--- begin ---
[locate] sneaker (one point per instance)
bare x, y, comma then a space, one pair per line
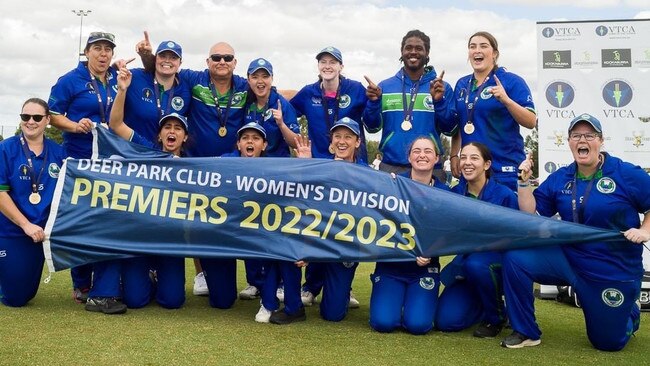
249, 293
487, 330
353, 303
518, 340
106, 305
263, 315
307, 298
282, 318
200, 286
80, 295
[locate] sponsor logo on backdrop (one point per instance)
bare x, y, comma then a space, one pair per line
557, 59
561, 33
615, 31
585, 60
621, 57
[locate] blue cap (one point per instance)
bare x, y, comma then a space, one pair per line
170, 46
173, 115
349, 123
593, 121
252, 126
331, 51
260, 64
101, 36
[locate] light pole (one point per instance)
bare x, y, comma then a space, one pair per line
81, 14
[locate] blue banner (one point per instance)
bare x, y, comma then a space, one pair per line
274, 208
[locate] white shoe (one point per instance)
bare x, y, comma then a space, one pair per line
263, 315
353, 303
280, 294
249, 293
307, 298
200, 286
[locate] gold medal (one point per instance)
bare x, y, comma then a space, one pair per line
35, 198
469, 128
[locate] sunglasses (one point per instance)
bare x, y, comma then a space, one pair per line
102, 35
217, 58
37, 117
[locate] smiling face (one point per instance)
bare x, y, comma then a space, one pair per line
172, 135
251, 144
414, 54
31, 129
422, 155
472, 164
585, 153
344, 142
99, 56
329, 68
221, 68
167, 63
260, 83
481, 55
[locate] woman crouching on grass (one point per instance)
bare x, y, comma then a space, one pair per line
405, 294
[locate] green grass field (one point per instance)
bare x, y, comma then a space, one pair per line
53, 330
--- end ---
→ WHAT TO PRODUCE:
Could you convert all the data above into a JSON list of strings, with one string per line, blank lines omitted, and the pictures left out?

→ THE ANSWER:
[
  "[locate] sneaker (one point per instance)",
  "bare x, y, comma then a space, one pair per line",
  "249, 293",
  "487, 330",
  "353, 303",
  "518, 340",
  "106, 305",
  "263, 315",
  "307, 298",
  "282, 318",
  "200, 286",
  "80, 295",
  "[locate] sponsor logo on backdrop (one point per instance)",
  "bare x, y, comma then a space, one pair per line",
  "557, 59",
  "561, 33",
  "615, 31",
  "585, 60",
  "621, 57",
  "[locate] blue cap (one point per instance)",
  "bare x, y, comma then a space, one pair per line",
  "170, 46",
  "173, 115",
  "349, 123",
  "593, 121",
  "252, 126",
  "331, 51",
  "260, 64",
  "101, 36",
  "[locate] light pole (one point per instance)",
  "bare x, y, comma then a space, one pair per line",
  "81, 14",
  "[locate] blue banner (one point per instance)",
  "bare x, y, comma then a space, one pair per line",
  "274, 208",
  "[locate] white shoe (one point per instance)",
  "bare x, y, comma then a space, one pair per line",
  "263, 315",
  "353, 303",
  "280, 294",
  "249, 293",
  "307, 298",
  "200, 286",
  "[locate] gold medal (one point per instance)",
  "bare x, y, comma then a space, one pair per line",
  "35, 198",
  "469, 128",
  "[locate] sunglasses (one point per instance)",
  "bare x, y, comma then a space, one pair per line",
  "102, 35",
  "217, 58",
  "37, 117",
  "[locate] smiling face (one point per instance)",
  "bare x, y, comma then a space, one pair per line",
  "172, 135",
  "251, 144",
  "414, 54",
  "31, 129",
  "422, 155",
  "472, 164",
  "585, 153",
  "344, 142",
  "99, 56",
  "329, 68",
  "221, 68",
  "167, 63",
  "260, 83",
  "481, 55",
  "[locate] woman crouching on grass (one point per instance)",
  "bare x, y, comma then a space, one pair per line",
  "405, 294",
  "[locate] green grass field (one point per instance)",
  "bare x, y, comma then a space, one pair per line",
  "53, 330"
]